> _Excerpt_:
•••

The process: Victim’s experiences are reduced into writing by one of the members of the network, competent to interview and record statements. The persons who record testimonies are trained to look for the essential details as well as to check the veracity of the story by detailed interviews.

Statements are also recorded from witnesses to the incident or other persons aware of the incident and are willing to support the claims. Interviewers have skills to ponder the essentials that make a strong case. The fundamental information includes details of incidents, injuries, places and circumstances in which the incident occurred, details about the identities of perpetrators and whatever actions the victims may have already taken. These vital facts are taken down in the form of statement authenticated by the victim or witness as the case may be.

The next step in the process is to convert these statements into the form of duly signed affidavits. This is done either immediately or within a short time, depending on the availability human resources. To transform the statements of facts into legally amenable affidavits, the assistance and advice of lawyers are sought.

While these activities are in progress, we simultaneously employ the strategy of pressure building, lobbying and intervention from the AHRC centre. The initial information about the torture is communicated to the AHRC's Urgent Appeals (UA) desk in Hong Kong through email or fax within the shortest possible time. This information is then studied in Hong Kong by the UA desk, comprising of persons with specialized knowledge on Sri Lanka. If required, verifications regarding the information sent are done with the sender, as quickly as possible.  When the UA desk is satisfied with the authenticity, accuracy and adequacy of the information, the case is prepared and issued as an Urgent Appeal. Such Urgent Appeal’s are used to trigger interventions locally and by the United Nations (UN). The same information is also circulated to a much larger audience for lobbying purposes as well as to create perceptions on the issue of torture. This is an activity carried out routinely, round the clock, in the AHRC.

•••

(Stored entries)
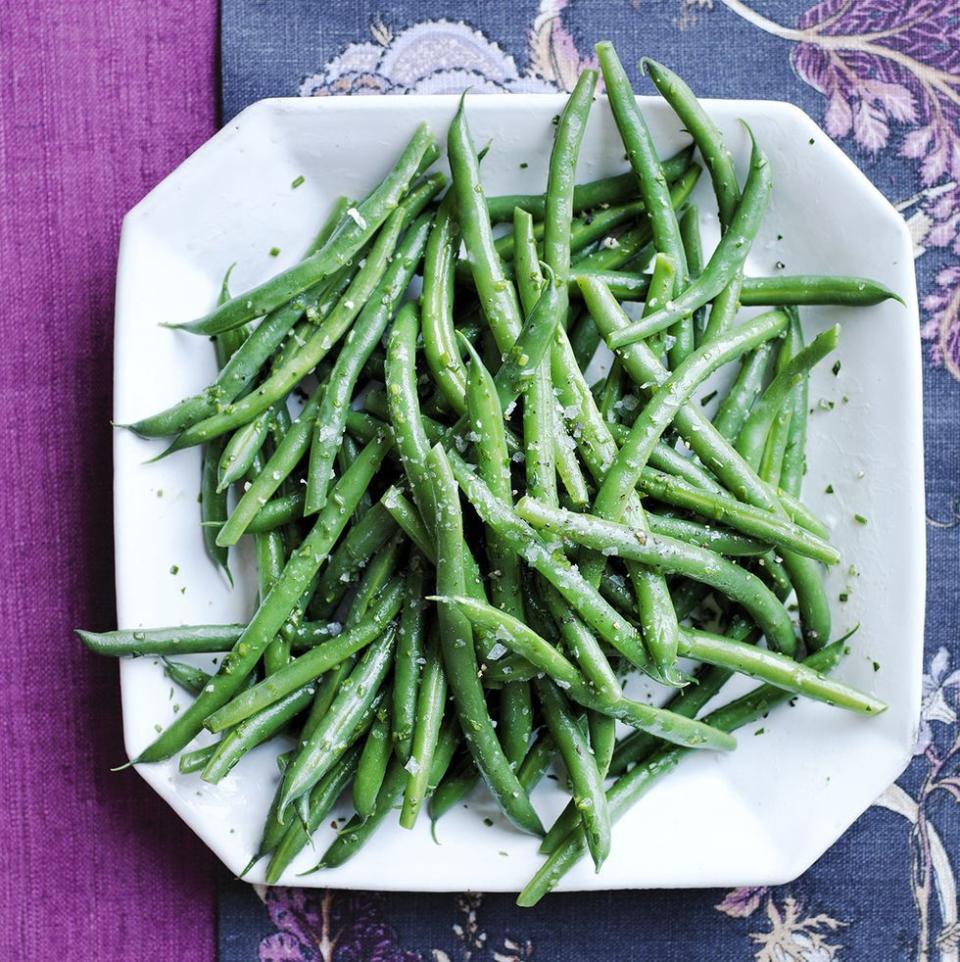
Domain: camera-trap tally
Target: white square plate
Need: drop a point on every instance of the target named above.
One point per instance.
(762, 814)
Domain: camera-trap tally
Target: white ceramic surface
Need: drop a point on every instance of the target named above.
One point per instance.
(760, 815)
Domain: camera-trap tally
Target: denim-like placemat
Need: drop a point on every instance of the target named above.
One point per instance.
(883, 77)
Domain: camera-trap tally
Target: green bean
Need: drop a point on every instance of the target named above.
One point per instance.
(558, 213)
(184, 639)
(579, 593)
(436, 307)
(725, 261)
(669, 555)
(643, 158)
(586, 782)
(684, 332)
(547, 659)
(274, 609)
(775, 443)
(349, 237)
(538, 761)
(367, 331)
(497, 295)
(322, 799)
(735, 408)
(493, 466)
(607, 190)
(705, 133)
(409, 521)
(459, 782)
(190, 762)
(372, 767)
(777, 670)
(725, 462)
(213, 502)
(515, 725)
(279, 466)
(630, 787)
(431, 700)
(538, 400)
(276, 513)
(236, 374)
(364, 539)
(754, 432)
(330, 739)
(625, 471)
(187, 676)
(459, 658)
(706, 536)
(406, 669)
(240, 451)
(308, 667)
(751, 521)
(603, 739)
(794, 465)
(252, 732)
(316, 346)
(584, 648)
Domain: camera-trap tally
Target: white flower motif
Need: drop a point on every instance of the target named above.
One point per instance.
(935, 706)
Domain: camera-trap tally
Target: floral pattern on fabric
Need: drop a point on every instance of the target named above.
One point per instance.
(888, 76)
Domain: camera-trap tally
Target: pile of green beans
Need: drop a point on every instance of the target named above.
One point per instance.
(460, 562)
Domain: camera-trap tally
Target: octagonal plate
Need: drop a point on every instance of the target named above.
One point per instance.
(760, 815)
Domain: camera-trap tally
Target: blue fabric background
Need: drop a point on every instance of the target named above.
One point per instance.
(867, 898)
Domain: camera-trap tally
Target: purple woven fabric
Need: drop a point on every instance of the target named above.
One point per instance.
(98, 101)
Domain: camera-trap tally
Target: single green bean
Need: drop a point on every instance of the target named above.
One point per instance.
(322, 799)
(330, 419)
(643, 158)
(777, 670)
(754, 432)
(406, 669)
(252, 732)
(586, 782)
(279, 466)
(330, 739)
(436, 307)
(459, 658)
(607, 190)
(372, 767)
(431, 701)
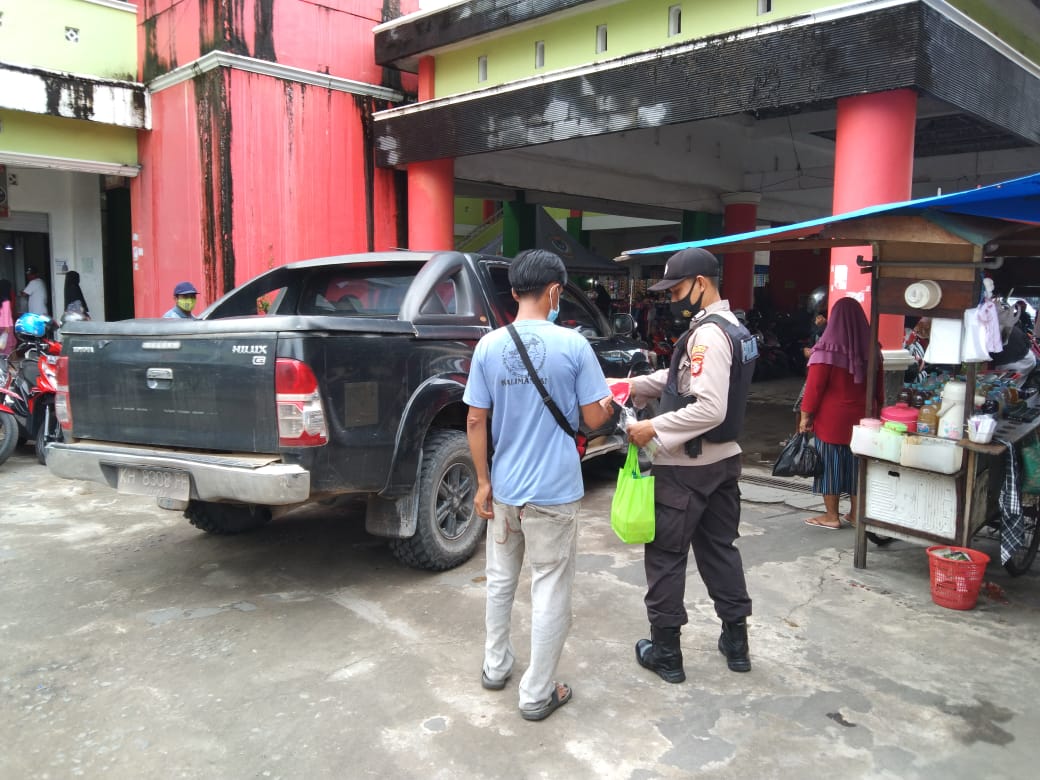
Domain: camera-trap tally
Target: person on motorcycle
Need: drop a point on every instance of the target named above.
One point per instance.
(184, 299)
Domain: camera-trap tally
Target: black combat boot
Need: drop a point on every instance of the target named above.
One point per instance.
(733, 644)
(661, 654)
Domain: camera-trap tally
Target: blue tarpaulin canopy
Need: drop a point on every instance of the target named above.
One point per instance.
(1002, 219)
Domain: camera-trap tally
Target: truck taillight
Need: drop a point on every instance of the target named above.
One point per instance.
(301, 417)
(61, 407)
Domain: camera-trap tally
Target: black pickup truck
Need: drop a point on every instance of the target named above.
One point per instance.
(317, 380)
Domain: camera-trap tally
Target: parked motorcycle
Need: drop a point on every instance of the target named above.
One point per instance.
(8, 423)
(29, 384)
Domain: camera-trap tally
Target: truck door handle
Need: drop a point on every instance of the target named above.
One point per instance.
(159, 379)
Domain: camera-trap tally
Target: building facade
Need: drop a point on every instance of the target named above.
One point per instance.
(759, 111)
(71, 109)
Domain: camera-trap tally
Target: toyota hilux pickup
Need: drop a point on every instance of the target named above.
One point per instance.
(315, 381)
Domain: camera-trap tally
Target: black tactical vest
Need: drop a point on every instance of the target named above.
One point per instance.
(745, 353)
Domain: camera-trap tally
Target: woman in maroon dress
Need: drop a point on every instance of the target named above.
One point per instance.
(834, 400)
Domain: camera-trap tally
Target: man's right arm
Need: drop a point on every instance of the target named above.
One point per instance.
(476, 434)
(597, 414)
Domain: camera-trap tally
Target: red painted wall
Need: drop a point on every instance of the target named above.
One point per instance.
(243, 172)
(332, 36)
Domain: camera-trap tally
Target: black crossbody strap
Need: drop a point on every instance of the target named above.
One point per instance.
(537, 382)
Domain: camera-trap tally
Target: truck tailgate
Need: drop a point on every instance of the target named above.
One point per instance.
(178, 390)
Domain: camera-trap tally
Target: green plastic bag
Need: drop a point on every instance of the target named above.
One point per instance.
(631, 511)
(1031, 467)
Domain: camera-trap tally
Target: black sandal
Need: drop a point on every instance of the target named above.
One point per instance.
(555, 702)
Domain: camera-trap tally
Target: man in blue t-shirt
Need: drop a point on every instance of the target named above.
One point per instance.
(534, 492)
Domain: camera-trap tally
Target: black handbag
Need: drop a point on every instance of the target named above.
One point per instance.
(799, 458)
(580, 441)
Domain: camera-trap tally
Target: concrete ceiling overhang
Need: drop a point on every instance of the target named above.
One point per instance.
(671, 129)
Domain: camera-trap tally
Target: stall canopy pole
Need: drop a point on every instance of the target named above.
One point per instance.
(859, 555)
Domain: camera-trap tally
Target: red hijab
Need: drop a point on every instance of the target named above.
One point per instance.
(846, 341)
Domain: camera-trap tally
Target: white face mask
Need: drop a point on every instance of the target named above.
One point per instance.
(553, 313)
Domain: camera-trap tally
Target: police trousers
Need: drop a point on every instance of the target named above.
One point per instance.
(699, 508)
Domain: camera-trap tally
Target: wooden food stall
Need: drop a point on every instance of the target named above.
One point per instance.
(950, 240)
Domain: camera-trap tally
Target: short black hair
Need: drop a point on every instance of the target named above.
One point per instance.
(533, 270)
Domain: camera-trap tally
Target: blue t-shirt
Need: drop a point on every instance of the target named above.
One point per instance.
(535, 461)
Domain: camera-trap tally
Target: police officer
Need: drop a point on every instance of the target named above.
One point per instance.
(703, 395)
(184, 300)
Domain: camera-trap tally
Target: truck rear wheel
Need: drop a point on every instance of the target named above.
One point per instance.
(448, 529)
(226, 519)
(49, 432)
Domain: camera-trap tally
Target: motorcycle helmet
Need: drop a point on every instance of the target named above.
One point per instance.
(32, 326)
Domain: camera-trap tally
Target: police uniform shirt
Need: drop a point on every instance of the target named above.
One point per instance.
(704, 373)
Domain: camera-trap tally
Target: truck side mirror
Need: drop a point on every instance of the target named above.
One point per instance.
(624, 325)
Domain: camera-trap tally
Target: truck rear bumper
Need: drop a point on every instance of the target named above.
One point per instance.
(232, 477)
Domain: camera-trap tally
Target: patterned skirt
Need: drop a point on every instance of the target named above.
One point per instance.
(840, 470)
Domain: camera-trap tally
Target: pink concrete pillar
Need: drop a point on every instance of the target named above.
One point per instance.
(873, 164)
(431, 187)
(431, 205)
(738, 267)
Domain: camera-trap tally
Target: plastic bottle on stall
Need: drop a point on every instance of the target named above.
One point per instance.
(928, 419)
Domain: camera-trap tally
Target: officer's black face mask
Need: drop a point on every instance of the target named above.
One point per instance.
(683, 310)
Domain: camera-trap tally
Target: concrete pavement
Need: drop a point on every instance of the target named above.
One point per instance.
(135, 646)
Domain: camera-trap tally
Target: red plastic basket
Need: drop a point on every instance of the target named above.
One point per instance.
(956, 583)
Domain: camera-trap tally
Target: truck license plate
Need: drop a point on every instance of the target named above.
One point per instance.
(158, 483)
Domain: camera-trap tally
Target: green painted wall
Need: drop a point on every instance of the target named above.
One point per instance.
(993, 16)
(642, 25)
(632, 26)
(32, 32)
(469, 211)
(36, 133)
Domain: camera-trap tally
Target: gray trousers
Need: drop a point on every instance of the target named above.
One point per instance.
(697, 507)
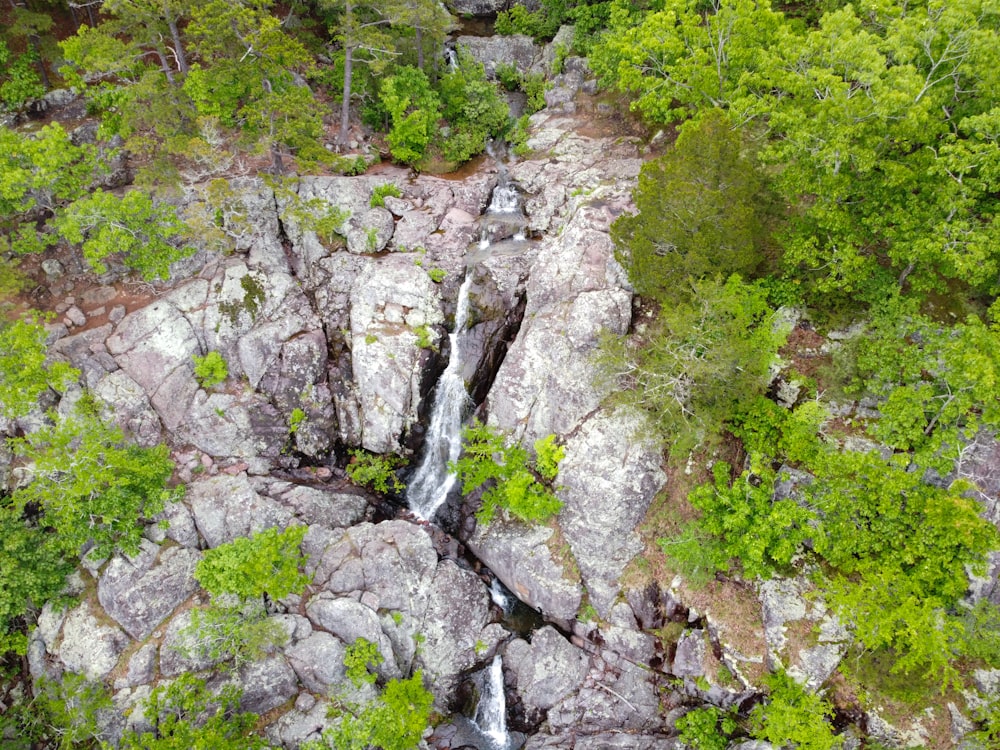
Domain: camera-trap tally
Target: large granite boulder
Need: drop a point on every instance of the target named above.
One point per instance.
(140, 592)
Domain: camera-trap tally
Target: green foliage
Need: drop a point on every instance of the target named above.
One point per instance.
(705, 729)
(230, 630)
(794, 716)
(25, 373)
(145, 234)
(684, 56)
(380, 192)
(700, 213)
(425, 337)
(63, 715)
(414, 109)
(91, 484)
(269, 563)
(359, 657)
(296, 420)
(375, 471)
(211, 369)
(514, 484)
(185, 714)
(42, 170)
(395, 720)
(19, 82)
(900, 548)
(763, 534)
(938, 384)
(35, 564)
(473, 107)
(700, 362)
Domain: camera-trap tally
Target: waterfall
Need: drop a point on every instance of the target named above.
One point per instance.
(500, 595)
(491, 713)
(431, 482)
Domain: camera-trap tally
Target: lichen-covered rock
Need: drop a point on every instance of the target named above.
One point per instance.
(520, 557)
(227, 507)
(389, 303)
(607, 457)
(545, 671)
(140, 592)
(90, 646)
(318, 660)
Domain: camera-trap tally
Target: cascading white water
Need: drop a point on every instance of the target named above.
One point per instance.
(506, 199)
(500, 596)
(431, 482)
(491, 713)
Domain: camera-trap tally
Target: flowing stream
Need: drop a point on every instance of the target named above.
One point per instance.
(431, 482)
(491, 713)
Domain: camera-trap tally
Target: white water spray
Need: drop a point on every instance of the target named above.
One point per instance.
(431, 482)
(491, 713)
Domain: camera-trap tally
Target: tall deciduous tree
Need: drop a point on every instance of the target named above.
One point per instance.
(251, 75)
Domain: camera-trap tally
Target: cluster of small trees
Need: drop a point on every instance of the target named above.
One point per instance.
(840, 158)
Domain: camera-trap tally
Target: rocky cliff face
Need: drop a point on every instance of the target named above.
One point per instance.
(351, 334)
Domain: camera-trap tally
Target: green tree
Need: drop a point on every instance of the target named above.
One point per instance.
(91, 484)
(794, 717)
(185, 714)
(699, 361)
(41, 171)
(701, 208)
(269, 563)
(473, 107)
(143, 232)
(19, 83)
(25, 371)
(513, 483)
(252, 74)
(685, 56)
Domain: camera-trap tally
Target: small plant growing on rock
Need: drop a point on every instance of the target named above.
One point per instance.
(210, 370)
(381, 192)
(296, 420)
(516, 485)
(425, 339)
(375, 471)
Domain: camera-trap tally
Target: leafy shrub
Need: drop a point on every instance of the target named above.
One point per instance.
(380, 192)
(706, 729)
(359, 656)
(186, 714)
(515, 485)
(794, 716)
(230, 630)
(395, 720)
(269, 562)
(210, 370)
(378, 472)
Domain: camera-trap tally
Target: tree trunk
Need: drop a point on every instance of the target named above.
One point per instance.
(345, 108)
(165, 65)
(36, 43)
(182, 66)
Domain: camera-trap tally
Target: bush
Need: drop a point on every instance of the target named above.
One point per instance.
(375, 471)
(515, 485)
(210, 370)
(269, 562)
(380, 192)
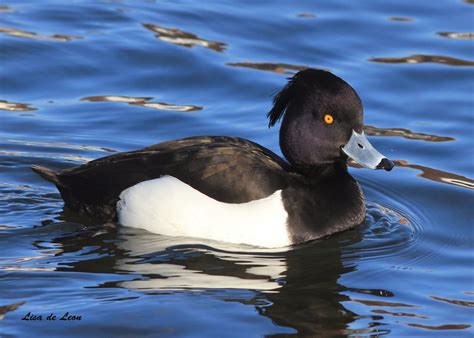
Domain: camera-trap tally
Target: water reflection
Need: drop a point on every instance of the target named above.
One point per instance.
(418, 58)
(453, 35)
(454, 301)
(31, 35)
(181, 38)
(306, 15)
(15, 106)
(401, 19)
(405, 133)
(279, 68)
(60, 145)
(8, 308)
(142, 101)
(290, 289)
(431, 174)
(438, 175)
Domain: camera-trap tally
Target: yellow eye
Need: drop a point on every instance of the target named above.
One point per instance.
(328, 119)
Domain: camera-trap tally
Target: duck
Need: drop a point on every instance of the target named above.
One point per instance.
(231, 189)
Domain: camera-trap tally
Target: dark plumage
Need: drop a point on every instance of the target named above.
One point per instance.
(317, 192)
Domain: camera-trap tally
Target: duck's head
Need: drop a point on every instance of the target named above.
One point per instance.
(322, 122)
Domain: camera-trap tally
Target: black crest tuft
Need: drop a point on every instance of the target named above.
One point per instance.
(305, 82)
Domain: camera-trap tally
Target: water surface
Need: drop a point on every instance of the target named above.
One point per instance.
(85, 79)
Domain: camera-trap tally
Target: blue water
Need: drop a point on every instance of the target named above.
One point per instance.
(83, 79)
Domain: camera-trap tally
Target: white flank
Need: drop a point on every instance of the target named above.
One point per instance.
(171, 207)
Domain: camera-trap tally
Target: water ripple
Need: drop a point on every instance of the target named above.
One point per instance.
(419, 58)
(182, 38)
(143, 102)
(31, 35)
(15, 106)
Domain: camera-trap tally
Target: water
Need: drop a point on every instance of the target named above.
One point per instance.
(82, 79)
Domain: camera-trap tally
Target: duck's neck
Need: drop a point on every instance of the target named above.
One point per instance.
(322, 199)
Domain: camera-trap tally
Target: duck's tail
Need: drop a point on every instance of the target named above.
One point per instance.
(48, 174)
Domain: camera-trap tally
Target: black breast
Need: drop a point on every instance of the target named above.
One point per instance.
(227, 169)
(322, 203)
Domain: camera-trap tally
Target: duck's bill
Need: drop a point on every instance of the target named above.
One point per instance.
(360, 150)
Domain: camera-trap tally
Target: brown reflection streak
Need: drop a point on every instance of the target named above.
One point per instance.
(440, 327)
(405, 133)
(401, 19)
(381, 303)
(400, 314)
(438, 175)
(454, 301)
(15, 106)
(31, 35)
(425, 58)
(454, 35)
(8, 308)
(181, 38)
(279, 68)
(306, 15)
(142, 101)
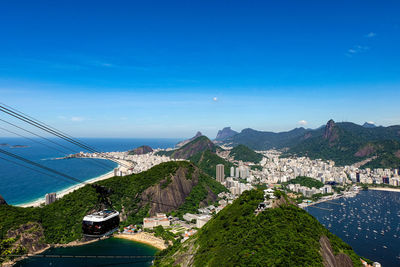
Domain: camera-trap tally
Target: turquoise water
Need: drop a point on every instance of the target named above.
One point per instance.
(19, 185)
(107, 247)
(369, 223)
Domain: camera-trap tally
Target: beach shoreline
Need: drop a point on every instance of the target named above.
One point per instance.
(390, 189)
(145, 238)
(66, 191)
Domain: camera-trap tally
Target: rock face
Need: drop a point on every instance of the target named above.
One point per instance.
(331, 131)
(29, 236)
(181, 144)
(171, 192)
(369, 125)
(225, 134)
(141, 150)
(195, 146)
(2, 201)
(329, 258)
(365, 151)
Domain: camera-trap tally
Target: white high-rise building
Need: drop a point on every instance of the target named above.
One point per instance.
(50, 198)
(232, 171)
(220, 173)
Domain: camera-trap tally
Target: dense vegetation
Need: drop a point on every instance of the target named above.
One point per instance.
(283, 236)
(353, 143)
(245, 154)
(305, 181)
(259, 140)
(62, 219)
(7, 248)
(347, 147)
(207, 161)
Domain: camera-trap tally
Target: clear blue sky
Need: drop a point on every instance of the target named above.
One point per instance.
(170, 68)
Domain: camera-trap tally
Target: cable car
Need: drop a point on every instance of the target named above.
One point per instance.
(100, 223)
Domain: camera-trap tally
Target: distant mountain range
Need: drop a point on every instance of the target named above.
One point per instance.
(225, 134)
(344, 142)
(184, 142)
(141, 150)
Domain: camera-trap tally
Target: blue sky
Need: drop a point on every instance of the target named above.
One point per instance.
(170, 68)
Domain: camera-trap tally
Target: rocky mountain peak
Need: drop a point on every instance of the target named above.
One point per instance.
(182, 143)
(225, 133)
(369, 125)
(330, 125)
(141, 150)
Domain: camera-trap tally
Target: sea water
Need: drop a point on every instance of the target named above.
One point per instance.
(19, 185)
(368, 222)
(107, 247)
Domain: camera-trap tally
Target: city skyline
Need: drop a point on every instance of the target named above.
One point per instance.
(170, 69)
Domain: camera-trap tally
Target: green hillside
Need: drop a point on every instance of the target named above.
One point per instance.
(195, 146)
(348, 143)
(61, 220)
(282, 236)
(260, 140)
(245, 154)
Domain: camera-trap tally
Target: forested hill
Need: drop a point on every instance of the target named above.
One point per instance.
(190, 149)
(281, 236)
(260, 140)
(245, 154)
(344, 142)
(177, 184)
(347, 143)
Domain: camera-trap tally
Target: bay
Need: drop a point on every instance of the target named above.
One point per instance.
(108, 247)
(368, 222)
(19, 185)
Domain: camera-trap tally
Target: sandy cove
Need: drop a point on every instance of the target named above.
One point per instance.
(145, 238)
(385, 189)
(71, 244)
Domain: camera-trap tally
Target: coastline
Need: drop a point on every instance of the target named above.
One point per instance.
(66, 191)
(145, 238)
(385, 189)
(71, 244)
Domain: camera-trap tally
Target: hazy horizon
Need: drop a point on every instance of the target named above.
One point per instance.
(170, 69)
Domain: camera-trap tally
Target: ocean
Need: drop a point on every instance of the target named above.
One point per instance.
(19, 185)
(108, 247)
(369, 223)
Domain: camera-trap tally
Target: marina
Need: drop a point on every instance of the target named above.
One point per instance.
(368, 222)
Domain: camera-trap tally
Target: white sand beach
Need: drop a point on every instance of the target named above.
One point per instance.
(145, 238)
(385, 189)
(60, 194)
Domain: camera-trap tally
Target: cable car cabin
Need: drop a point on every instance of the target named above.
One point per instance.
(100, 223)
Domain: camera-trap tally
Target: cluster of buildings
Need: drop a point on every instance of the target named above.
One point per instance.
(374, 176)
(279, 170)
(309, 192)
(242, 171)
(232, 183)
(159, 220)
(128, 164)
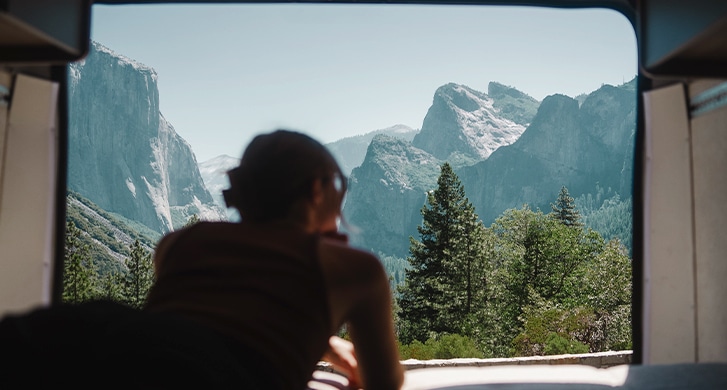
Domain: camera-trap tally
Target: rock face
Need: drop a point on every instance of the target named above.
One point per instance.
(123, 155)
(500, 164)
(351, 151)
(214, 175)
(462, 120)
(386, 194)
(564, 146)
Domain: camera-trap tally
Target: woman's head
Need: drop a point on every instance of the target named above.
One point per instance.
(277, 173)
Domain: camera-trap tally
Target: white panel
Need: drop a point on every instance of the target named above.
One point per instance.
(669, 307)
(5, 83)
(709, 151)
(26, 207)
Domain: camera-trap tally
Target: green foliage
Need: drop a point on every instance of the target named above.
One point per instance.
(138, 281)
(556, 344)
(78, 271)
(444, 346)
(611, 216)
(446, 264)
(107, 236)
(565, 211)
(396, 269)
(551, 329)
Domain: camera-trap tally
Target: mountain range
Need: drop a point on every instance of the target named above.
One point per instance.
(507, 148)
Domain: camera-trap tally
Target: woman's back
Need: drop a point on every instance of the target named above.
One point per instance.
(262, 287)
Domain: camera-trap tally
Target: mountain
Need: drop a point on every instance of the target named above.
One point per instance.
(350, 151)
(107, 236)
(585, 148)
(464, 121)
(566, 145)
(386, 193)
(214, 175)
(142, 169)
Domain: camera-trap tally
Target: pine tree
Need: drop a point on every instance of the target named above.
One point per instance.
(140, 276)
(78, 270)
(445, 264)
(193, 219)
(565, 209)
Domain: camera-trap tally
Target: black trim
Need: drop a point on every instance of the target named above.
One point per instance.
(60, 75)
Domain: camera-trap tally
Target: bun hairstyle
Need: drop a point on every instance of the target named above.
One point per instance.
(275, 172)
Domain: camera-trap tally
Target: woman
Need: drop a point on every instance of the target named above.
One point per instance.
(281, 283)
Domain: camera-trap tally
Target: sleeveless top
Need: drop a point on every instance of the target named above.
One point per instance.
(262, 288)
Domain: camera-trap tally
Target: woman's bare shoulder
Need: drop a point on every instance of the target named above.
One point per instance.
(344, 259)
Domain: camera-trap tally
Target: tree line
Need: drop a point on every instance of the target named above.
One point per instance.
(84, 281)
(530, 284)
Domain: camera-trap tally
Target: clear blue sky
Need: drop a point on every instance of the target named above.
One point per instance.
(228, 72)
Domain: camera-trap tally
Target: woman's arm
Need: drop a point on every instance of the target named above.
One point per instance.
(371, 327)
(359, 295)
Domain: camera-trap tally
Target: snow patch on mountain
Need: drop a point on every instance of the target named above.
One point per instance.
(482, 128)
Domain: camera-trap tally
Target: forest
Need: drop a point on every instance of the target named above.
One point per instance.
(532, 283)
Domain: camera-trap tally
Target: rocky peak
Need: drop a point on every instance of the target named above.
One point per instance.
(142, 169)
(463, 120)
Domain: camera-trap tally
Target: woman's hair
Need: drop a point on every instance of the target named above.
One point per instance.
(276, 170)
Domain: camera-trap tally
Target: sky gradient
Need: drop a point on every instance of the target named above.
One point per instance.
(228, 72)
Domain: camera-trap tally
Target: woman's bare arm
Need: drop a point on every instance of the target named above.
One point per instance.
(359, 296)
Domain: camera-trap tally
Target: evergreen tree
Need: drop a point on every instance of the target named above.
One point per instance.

•••

> _Your task_: Reproduce the full passage about recording torture testimony word for word. The data has no connection to the passage about recording torture testimony.

> _The completed task_:
The process: Victim’s experiences are reduced into writing by one of the members of the network, competent to interview and record statements. The persons who record testimonies are trained to look for the essential details as well as to check the veracity of the story by detailed interviews.

Statements are also recorded from witnesses to the incident or other persons aware of the incident and are willing to support the claims. Interviewers have skills to ponder the essentials that make a strong case. The fundamental information includes details of incidents, injuries, places and circumstances in which the incident occurred, details about the identities of perpetrators and whatever actions the victims may have already taken. These vital facts are taken down in the form of statement authenticated by the victim or witness as the case may be.

The next step in the process is to convert these statements into the form of duly signed affidavits. This is done either immediately or within a short time, depending on the availability human resources. To transform the statements of facts into legally amenable affidavits, the assistance and advice of lawyers are sought.

While these activities are in progress, we simultaneously employ the strategy of pressure building, lobbying and intervention from the AHRC centre. The initial information about the torture is communicated to the AHRC's Urgent Appeals (UA) desk in Hong Kong through email or fax within the shortest possible time. This information is then studied in Hong Kong by the UA desk, comprising of persons with specialized knowledge on Sri Lanka. If required, verifications regarding the information sent are done with the sender, as quickly as possible.  When the UA desk is satisfied with the authenticity, accuracy and adequacy of the information, the case is prepared and issued as an Urgent Appeal. Such Urgent Appeal’s are used to trigger interventions locally and by the United Nations (UN). The same information is also circulated to a much larger audience for lobbying purposes as well as to create perceptions on the issue of torture. This is an activity carried out routinely, round the clock, in the AHRC.